→ EXTRACTED MATERIAL:
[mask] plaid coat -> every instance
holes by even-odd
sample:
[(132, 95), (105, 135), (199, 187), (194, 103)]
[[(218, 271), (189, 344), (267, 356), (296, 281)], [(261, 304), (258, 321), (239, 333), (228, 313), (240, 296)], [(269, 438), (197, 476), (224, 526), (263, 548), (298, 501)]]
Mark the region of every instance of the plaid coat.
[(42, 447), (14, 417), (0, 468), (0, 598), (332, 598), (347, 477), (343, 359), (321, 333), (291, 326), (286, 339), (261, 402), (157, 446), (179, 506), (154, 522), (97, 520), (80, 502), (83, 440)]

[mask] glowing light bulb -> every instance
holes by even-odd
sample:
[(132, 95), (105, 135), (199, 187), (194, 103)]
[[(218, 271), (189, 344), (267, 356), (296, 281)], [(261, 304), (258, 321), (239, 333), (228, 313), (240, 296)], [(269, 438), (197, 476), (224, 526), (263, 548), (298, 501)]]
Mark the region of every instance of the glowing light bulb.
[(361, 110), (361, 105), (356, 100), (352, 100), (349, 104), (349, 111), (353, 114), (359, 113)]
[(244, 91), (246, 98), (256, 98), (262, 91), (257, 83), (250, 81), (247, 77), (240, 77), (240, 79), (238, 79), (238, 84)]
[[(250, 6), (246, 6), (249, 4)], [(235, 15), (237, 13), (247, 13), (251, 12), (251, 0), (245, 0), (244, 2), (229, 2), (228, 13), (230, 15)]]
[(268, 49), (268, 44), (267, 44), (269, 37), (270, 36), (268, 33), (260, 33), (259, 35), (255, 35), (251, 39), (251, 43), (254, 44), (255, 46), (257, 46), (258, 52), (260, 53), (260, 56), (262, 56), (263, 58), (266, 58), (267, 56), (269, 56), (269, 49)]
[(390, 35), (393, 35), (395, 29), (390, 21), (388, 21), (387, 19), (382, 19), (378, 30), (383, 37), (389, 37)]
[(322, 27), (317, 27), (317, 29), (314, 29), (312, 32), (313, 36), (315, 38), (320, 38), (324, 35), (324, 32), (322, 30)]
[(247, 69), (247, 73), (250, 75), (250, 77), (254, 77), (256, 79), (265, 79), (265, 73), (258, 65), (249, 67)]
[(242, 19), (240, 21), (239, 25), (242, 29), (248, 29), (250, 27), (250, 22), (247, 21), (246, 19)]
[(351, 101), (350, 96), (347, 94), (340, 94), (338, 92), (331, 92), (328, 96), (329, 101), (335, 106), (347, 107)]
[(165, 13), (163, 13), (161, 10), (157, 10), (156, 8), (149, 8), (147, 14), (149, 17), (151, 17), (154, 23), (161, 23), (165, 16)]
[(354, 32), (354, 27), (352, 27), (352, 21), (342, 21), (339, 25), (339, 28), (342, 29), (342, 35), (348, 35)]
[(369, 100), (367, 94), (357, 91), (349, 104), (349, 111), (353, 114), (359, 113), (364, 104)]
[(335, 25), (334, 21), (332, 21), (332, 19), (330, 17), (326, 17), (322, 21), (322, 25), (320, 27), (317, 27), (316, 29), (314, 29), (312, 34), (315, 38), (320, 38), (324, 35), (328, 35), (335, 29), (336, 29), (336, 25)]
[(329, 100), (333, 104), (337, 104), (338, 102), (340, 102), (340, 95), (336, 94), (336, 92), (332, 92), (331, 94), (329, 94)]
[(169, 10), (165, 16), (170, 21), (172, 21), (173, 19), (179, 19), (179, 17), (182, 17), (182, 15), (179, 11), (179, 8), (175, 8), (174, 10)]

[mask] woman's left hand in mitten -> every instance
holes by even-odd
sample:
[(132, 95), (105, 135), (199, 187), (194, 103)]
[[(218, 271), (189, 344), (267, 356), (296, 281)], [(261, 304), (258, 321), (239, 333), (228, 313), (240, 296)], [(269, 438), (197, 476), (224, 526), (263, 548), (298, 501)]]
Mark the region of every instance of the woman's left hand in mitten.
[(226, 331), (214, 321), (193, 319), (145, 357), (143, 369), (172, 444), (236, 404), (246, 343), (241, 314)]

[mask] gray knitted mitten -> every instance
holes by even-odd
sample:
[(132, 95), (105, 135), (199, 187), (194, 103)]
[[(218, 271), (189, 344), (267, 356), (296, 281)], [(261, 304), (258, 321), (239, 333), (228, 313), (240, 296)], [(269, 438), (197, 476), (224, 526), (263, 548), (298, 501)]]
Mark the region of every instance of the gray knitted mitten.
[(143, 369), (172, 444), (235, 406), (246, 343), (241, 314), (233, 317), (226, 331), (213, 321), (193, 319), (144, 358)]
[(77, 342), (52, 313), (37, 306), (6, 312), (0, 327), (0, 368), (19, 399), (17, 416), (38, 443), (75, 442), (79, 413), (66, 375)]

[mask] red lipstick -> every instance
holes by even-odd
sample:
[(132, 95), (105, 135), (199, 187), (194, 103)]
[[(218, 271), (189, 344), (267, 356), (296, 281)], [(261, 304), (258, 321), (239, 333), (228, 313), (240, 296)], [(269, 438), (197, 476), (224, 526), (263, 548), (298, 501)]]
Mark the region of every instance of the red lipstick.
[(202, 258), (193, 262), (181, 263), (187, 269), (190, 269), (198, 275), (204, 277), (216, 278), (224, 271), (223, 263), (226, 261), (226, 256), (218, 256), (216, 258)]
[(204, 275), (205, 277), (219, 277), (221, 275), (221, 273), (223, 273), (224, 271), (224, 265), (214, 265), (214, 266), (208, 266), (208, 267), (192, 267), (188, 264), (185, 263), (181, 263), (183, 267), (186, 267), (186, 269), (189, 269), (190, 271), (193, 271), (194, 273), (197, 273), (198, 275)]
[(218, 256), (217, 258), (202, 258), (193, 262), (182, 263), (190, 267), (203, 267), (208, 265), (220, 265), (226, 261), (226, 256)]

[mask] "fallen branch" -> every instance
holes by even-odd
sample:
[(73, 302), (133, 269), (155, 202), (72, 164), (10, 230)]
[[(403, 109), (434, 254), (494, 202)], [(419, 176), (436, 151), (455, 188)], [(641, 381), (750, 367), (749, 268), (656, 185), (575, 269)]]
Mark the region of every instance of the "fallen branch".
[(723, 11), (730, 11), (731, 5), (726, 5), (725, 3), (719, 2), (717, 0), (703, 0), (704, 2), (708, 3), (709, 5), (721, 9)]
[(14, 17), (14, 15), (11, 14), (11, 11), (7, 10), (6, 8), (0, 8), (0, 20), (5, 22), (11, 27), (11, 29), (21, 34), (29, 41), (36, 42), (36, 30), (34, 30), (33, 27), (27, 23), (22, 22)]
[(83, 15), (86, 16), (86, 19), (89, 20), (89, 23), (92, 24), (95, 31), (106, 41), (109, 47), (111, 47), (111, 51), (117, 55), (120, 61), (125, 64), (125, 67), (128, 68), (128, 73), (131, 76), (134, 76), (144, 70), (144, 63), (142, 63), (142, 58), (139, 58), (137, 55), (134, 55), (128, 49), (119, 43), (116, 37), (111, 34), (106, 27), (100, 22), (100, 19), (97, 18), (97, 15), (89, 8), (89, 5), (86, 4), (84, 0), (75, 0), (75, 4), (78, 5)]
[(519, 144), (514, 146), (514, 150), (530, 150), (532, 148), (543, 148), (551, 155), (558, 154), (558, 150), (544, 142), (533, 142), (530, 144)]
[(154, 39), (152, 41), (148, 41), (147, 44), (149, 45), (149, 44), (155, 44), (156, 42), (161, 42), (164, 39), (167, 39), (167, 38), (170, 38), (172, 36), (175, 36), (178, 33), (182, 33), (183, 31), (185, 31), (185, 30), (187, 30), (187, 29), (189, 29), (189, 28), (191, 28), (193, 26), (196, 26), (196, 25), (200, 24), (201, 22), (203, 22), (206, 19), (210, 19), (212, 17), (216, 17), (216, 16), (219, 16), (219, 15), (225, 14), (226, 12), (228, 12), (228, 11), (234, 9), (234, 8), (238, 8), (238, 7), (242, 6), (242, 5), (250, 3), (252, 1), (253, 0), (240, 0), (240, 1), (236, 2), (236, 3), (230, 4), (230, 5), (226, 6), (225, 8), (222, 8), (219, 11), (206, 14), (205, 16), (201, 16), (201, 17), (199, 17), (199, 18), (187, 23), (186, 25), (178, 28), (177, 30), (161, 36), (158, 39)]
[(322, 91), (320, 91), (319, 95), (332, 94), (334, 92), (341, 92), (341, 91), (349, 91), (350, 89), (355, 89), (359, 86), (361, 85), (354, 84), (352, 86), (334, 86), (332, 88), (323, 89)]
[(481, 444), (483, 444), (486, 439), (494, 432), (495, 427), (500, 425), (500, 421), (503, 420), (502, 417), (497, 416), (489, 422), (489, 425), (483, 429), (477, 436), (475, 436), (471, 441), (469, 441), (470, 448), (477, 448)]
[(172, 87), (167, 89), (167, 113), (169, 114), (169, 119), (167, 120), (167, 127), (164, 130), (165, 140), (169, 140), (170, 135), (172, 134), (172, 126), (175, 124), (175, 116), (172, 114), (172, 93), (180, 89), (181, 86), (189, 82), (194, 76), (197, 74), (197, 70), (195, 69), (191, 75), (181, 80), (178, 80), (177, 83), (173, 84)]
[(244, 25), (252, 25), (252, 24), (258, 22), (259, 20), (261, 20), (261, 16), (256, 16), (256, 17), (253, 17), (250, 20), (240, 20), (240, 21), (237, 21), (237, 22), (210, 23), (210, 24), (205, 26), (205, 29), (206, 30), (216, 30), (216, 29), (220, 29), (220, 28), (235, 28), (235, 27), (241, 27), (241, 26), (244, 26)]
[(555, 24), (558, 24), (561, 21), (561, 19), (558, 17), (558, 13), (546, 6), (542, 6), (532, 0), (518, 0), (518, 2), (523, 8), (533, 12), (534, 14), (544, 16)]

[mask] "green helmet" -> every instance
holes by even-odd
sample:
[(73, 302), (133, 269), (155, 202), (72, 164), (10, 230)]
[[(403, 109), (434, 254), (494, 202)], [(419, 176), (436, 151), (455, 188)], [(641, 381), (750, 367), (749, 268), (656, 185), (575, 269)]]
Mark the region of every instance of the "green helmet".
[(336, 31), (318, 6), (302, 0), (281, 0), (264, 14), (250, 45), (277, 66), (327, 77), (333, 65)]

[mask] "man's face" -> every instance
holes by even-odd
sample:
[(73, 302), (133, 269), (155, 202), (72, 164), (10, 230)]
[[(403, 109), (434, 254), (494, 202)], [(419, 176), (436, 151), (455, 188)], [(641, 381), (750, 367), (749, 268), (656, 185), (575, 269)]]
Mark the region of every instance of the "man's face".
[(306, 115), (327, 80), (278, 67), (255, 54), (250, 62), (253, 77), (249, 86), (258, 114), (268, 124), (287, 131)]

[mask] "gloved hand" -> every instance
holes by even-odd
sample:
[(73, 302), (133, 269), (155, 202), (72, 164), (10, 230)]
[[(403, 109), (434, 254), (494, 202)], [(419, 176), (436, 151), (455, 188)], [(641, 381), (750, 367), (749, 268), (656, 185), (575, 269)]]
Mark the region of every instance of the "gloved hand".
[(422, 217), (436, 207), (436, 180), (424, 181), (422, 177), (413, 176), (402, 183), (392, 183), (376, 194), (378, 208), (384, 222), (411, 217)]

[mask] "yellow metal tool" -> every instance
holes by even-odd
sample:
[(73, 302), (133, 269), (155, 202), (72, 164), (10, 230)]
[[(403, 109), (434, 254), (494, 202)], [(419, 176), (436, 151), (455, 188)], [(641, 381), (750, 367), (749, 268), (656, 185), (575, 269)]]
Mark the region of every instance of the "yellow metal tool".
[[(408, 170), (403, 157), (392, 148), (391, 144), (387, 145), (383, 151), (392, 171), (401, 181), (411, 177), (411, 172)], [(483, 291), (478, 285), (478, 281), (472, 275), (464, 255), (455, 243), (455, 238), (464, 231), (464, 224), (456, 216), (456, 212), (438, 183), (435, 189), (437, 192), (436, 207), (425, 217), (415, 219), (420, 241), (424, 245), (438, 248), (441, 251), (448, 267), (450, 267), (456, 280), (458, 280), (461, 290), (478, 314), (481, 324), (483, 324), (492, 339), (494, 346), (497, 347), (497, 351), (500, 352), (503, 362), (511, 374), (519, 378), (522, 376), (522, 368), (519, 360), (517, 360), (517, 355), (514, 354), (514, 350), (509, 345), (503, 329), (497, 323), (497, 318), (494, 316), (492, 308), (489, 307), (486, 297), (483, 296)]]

→ WHAT THE TASK ASKS:
What lines of the material above contain "mask"? Return each of them.

→ FINISHED EXERCISE:
[mask] plaid coat -> every instance
[mask] glowing light bulb -> every instance
[mask] woman's left hand in mitten -> every instance
[mask] gray knitted mitten -> every instance
[mask] red lipstick -> every instance
[mask] "fallen branch" -> every instance
[mask] "green helmet" -> every instance
[mask] "man's face" -> every instance
[mask] "gloved hand" -> every instance
[mask] "yellow metal tool" -> every instance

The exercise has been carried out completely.